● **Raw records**
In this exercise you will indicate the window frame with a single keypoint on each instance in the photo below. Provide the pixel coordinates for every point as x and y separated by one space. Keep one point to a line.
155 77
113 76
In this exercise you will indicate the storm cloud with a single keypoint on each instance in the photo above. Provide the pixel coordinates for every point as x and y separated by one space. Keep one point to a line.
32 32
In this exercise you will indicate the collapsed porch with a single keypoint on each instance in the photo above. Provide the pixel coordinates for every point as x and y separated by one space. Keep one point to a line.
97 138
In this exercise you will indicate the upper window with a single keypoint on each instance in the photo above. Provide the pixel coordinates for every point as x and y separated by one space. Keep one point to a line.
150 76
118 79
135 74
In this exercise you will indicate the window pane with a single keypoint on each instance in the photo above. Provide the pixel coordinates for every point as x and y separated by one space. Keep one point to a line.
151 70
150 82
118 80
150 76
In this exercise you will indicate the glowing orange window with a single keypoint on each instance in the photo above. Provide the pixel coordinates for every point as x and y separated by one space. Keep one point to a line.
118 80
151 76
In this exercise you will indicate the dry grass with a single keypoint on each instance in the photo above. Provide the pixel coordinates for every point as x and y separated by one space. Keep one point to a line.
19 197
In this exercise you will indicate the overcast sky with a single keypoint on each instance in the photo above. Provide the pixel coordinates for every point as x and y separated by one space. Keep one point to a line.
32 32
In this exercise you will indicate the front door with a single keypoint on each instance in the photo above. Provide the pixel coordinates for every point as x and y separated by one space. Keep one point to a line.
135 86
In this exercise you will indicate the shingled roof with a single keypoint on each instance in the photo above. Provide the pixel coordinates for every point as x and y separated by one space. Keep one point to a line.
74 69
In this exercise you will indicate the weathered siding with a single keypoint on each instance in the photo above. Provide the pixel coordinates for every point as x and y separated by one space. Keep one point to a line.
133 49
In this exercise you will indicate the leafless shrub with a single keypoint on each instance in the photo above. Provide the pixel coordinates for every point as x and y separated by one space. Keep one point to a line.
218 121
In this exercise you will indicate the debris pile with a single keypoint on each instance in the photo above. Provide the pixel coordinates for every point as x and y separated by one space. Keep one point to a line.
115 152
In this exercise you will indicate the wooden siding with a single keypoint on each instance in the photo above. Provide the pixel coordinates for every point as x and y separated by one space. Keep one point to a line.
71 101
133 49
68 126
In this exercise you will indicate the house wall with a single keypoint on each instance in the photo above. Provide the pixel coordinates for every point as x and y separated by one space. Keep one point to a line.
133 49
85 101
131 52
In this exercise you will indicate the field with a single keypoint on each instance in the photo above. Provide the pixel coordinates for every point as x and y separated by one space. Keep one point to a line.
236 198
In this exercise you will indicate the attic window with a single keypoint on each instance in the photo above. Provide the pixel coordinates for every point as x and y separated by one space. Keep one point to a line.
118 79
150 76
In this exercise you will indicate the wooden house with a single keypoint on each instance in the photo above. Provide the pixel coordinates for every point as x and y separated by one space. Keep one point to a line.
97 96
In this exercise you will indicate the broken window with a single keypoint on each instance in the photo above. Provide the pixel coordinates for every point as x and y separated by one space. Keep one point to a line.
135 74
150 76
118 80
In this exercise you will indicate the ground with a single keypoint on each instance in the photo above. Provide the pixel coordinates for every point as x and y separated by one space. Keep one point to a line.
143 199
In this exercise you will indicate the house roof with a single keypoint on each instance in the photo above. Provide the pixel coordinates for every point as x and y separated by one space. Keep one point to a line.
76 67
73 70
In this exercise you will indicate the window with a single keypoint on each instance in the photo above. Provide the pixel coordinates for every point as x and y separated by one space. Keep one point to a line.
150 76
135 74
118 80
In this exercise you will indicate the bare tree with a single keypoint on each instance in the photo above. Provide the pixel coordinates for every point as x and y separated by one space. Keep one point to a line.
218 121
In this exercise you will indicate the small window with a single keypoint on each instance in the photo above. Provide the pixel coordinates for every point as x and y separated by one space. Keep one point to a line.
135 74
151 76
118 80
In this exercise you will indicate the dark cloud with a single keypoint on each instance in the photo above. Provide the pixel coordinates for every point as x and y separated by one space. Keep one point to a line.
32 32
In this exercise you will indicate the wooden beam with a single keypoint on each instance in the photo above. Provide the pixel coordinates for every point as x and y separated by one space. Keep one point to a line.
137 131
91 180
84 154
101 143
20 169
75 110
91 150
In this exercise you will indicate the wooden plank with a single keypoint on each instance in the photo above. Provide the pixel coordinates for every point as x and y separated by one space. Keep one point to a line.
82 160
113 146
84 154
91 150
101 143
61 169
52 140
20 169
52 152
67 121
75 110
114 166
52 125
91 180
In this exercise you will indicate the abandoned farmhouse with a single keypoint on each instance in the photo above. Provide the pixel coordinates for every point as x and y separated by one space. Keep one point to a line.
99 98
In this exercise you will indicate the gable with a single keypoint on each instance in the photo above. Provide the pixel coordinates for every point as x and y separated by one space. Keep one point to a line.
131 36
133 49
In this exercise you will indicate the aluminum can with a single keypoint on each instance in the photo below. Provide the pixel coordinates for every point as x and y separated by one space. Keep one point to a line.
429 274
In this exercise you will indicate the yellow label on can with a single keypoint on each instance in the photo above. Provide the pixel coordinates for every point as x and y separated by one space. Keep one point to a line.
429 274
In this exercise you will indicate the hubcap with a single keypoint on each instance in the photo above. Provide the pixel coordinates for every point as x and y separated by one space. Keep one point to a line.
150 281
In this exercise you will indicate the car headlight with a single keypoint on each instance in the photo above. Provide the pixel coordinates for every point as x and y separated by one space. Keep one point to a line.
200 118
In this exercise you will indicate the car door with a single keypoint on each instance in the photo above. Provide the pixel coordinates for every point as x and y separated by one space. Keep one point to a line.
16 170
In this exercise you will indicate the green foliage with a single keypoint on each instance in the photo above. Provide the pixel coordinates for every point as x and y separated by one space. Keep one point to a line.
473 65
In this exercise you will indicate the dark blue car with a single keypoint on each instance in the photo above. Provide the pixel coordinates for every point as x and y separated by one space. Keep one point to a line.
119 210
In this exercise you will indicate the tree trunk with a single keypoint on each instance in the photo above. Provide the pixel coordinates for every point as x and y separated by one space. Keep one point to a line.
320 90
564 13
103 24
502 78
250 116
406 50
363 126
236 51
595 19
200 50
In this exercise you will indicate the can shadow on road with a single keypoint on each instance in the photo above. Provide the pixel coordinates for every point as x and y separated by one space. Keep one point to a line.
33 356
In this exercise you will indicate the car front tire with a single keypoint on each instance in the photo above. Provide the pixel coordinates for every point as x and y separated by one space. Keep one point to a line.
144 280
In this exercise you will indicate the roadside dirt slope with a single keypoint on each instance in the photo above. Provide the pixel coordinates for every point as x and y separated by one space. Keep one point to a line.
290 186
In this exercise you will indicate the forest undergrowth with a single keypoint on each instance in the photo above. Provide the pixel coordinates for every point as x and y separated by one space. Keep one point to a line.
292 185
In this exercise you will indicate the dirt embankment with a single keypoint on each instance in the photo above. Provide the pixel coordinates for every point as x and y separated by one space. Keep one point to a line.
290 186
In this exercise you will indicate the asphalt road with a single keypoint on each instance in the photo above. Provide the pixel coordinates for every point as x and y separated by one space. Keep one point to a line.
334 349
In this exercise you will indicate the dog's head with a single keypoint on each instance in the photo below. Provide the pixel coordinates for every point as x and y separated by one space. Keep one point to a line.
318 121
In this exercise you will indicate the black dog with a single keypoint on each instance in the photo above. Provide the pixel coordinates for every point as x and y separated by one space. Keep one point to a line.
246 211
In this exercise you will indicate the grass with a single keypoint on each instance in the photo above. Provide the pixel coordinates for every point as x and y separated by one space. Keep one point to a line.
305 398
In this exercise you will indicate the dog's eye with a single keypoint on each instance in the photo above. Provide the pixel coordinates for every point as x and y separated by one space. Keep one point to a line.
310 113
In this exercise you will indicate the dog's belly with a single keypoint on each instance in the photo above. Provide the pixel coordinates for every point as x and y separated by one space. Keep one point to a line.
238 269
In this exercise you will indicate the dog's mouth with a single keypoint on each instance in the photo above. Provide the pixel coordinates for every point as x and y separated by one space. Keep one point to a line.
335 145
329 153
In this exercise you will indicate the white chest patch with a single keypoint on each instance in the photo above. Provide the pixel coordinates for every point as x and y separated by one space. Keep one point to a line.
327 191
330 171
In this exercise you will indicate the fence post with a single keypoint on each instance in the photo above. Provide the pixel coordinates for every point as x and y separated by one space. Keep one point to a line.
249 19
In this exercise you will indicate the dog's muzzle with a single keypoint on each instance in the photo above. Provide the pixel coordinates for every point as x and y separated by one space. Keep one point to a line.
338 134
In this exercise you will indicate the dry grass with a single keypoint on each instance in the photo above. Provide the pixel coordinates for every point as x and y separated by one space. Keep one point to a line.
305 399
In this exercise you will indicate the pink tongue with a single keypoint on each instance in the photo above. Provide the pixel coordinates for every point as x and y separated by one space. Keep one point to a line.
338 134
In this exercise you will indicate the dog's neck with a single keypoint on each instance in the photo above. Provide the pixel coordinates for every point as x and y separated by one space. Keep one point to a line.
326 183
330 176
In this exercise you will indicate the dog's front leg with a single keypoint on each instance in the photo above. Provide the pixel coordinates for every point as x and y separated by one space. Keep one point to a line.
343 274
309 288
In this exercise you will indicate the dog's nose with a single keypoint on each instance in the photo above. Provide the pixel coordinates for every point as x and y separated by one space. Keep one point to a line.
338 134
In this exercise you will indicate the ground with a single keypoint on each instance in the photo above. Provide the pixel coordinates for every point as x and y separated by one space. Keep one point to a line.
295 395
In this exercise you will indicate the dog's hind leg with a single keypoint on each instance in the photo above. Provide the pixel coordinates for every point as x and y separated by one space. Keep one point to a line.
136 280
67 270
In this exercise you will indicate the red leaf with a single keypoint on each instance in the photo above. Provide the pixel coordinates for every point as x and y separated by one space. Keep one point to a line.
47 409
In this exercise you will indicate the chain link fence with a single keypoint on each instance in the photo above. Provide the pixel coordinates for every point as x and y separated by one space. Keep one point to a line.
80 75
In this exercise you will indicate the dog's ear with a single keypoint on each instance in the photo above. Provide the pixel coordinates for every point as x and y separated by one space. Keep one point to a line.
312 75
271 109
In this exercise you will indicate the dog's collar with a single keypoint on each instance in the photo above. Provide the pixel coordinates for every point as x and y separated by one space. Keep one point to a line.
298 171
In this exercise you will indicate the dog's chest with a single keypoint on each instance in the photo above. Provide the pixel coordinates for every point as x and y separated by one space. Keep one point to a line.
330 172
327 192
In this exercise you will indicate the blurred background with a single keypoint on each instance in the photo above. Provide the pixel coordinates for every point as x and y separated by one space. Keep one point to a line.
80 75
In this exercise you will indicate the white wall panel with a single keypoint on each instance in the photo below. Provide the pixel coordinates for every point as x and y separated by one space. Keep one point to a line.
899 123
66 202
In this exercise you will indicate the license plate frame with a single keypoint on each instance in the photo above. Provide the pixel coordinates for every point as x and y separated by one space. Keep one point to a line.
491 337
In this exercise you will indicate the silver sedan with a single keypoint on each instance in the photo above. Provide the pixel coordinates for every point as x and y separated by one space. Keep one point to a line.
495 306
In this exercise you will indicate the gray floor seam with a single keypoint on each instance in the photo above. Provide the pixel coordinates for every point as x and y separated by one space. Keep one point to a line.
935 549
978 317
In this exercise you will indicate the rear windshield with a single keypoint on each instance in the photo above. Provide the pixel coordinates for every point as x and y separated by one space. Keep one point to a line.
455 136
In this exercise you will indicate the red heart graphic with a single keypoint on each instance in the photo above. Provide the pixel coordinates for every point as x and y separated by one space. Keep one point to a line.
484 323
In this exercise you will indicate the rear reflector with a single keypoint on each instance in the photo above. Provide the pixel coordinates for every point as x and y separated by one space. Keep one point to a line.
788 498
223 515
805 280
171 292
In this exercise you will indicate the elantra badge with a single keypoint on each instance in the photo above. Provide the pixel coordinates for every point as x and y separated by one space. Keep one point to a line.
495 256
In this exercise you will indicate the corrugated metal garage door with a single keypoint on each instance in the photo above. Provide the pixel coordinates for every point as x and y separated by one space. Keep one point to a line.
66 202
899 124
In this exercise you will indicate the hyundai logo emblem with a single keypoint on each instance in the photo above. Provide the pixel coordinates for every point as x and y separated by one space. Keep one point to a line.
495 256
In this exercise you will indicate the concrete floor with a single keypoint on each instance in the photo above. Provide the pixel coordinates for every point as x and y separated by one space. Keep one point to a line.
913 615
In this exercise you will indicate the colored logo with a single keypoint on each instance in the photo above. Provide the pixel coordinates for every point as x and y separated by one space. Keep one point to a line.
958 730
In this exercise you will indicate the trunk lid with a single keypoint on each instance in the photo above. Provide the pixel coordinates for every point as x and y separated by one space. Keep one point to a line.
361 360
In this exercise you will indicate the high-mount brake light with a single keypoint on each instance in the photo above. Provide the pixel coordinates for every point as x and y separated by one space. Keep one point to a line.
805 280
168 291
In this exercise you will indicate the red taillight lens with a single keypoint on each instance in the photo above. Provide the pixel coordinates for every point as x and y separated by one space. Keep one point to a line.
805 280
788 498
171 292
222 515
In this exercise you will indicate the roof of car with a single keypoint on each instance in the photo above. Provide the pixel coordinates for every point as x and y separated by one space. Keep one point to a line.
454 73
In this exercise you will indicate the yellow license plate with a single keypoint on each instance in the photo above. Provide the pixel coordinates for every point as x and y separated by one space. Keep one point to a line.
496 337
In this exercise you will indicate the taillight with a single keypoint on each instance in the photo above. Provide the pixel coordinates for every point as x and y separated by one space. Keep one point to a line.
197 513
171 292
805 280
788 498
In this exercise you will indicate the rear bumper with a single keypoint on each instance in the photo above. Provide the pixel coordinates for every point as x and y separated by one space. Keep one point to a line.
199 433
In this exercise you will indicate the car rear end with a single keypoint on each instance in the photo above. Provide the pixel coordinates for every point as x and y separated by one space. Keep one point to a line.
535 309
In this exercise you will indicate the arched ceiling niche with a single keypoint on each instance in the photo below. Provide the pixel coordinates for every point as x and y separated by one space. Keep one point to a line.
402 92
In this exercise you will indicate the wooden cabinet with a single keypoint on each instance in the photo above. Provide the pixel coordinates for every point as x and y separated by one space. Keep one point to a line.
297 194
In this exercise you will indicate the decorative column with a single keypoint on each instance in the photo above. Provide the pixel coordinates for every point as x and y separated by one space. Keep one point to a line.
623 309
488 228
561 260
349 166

● **The request**
Repeat the line containing "In this exercise you will indicate the arched" and all subsequent lines through the final line of the data, exactly and with no others.

● **Result for this task**
In this exercise you will indicate the arched ceiling niche with a single keypoint on each instance in the photo below. Provide the pixel coordinates for every point as x and y separated by one space. Keep one point to a line.
402 92
In this exercise you will indicate the wooden cabinet with a single keypoint on each instance in the photo above. Provide the pixel coordinates for every point as x and y separated by one space. Keep one point to a line.
297 194
In this exercise you will indicate the decorative column with a single keypoint on each instance in the photo above. Provide the pixel coordinates for every point as x and y separated by one space. Keep one point to a line.
623 309
488 228
561 260
349 166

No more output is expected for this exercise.